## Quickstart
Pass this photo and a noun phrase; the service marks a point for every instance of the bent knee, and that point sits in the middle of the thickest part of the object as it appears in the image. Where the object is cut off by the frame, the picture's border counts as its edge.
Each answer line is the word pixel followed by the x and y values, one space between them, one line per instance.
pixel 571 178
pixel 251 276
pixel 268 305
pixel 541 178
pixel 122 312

-=-=-=-=-

■ Problem requirements:
Everything from the line with "Each answer line" to the end of the listing above is to be set down exactly, both ends included.

■ Answer to the problem:
Each answer line is the word pixel followed by the x and y values, one space between them, one line per instance.
pixel 571 178
pixel 251 276
pixel 268 305
pixel 541 178
pixel 122 312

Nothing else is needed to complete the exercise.